[Begin Source passage]

Healing Your Past With Meditation
“Oh man, if only I’d done that instead…”
“Geez, why did I put my tighty-whiteys in with that red t-shirt?”
“Man, I wish I could go back and NOT tell her what I saw last night…”
From time to time we all make some iffy decisions that end up hurting ourselves or the people we care about. Unfortunately, though it’s impossible to go back in time and undo or change those bad decisions we made.
Using meditation, however, we can examine the way we feel about the “bad” decisions we made in the past so that they will stop tormenting us here in the present.
The purpose of meditation in healing past pain and anguish is not to change how you feel so much as lead you to acceptance of what is.
So before you take your first cleansing breath, it’s important to realize… What happened is what is, right now. You can’t change that.
In our refusal to accept our past mistakes and unpleasant experiences, we’re often left carrying a lot of unnecessary emotional baggage.

[End Source passage]
[Begin Rows]

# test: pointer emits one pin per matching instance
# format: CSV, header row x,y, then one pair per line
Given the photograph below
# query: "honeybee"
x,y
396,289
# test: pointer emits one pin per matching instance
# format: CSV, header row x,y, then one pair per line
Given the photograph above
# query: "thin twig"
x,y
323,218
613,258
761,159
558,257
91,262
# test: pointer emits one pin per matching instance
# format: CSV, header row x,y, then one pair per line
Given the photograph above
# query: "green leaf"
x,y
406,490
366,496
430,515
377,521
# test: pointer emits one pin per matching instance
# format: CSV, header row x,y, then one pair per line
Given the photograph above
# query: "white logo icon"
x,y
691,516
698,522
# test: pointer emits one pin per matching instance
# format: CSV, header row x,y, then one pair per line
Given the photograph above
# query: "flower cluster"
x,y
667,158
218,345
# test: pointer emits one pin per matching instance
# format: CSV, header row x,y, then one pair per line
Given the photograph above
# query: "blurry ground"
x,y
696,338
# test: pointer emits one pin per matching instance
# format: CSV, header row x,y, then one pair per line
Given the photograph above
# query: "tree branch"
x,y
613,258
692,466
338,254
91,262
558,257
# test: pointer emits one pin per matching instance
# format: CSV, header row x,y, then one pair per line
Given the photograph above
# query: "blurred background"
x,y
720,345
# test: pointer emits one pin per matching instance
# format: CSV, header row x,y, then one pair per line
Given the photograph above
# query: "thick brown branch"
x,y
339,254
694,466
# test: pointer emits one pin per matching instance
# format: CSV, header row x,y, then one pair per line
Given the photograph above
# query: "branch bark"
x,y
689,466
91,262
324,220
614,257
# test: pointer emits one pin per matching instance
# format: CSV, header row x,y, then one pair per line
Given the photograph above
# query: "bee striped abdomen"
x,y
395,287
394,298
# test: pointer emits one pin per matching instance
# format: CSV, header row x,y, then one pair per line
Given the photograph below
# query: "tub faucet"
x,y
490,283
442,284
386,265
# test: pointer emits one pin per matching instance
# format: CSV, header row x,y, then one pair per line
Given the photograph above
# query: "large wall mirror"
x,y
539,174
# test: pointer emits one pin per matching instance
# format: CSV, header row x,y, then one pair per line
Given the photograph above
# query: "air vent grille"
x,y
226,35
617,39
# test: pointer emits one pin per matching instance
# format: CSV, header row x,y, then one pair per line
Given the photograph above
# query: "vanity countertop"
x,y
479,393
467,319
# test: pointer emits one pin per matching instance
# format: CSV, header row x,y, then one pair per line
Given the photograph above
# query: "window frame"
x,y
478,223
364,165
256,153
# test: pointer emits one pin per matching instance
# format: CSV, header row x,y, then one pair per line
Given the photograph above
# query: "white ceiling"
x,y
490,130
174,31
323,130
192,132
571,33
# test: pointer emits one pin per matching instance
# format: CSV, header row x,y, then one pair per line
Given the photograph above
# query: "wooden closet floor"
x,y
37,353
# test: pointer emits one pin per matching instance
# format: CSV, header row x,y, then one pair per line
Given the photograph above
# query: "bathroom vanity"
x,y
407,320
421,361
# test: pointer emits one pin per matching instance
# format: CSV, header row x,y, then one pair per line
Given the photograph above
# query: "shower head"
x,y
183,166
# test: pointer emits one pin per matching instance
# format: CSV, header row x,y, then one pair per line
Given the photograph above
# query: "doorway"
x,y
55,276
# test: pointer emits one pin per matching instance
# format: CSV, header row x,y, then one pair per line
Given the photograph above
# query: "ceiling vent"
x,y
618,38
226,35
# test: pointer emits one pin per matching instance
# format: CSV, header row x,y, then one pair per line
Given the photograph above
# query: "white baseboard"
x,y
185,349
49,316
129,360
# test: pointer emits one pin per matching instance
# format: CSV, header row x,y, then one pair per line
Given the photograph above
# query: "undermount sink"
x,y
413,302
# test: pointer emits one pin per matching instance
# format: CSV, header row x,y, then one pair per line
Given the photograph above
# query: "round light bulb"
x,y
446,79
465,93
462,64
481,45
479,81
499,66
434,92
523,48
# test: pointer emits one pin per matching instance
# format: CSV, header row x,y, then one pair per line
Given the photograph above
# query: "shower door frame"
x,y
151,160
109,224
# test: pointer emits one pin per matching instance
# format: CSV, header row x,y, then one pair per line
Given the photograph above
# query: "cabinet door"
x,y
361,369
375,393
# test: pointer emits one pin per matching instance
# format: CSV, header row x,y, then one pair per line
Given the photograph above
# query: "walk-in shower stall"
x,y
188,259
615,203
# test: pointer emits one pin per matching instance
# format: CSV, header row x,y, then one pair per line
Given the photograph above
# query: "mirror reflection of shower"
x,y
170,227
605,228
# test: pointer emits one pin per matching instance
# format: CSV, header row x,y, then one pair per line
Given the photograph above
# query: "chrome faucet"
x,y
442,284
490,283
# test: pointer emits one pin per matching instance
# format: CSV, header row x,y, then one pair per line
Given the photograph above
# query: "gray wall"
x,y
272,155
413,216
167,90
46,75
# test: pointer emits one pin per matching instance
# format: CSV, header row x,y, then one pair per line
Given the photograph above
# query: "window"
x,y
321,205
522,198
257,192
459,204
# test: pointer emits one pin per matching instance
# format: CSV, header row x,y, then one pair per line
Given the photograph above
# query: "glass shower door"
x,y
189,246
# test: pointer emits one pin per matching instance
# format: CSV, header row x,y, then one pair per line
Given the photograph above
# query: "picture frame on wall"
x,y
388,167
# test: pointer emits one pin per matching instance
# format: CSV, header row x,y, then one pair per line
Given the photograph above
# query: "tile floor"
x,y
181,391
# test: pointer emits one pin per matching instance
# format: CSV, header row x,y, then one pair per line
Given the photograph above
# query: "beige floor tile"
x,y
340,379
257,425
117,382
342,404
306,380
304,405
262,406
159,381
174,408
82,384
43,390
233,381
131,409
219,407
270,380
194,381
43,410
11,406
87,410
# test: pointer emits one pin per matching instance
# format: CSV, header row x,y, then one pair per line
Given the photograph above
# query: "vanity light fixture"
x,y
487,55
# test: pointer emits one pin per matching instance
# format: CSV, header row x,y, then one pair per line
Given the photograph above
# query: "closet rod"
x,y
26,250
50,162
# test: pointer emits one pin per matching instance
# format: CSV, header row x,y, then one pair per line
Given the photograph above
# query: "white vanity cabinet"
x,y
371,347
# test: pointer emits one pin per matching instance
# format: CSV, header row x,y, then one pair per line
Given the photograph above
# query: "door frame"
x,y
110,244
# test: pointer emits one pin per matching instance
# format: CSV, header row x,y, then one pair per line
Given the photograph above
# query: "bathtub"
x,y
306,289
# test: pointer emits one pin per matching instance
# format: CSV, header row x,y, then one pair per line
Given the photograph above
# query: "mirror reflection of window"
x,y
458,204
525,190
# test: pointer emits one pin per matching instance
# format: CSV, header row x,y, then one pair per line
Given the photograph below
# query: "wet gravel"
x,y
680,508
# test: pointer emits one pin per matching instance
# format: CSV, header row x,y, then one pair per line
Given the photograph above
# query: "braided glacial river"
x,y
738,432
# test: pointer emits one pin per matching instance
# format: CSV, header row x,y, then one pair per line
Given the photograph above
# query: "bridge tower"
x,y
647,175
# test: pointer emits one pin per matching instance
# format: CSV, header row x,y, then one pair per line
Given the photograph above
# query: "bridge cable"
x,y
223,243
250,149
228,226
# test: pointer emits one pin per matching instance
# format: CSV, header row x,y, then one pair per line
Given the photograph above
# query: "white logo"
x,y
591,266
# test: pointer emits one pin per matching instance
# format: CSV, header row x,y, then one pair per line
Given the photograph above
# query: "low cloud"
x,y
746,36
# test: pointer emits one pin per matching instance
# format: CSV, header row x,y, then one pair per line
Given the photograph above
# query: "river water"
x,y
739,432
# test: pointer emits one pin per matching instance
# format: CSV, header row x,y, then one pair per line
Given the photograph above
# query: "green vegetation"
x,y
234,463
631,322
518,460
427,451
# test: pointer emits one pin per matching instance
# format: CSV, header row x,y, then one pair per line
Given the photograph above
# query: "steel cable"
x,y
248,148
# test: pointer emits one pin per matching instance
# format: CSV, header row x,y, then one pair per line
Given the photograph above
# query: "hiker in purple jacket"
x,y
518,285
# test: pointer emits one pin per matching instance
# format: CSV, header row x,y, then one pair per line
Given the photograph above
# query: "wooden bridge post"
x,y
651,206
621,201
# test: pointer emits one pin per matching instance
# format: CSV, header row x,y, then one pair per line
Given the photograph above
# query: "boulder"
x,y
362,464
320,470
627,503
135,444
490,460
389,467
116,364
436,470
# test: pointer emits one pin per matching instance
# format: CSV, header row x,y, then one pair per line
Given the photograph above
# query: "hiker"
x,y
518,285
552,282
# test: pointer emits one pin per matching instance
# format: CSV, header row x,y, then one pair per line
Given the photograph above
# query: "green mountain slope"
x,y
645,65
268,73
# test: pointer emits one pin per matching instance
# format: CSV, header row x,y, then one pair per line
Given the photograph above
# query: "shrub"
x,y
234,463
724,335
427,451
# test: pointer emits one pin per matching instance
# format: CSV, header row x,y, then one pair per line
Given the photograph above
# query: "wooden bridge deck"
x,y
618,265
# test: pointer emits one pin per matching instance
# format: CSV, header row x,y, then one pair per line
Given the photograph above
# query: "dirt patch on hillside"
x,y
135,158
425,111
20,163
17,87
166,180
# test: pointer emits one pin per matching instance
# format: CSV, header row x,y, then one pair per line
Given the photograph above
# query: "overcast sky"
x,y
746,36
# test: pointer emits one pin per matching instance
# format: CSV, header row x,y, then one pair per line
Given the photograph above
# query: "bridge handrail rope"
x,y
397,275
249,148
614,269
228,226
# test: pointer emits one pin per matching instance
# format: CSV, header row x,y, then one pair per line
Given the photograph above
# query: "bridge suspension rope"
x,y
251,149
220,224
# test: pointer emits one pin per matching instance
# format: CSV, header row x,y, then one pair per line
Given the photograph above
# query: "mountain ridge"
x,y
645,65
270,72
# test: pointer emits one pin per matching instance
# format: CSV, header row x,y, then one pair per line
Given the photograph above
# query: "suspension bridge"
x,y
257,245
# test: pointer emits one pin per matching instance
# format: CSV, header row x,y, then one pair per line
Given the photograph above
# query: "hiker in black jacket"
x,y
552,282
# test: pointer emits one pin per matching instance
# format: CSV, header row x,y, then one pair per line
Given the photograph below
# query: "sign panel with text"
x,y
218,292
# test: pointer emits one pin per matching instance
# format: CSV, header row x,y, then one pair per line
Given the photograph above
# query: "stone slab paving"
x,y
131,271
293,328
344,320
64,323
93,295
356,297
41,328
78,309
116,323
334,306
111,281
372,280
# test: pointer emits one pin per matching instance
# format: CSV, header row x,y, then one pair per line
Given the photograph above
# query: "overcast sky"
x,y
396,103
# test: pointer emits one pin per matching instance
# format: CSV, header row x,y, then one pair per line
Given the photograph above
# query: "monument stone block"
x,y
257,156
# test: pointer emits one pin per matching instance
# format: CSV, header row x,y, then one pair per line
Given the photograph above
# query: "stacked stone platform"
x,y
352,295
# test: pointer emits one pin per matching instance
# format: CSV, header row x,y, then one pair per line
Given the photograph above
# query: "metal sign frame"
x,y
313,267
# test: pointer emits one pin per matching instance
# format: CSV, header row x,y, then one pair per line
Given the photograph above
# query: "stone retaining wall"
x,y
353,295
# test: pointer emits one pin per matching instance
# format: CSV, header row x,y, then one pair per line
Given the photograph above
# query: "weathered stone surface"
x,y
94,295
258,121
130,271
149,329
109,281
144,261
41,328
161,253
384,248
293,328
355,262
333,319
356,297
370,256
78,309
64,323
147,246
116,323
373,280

[End Rows]

• **Parts of the exercise**
**a)** Rewrite the passage on healing the past with meditation from "From time to" up to and including "can’t change that.", renaming "decisions" as "choices" everywhere it occurs.
**b)** Gather and copy every line of the records that contains the string "river".

• **Written responses**
**a)**
From time to time we all make some iffy choices that end up hurting ourselves or the people we care about. Unfortunately, though it’s impossible to go back in time and undo or change those bad choices we made.
Using meditation, however, we can examine the way we feel about the “bad” choices we made in the past so that they will stop tormenting us here in the present.
The purpose of meditation in healing past pain and anguish is not to change how you feel so much as lead you to acceptance of what is.
So before you take your first cleansing breath, it’s important to realize… What happened is what is, right now. You can’t change that.

**b)**
# query: "braided glacial river"
# query: "river water"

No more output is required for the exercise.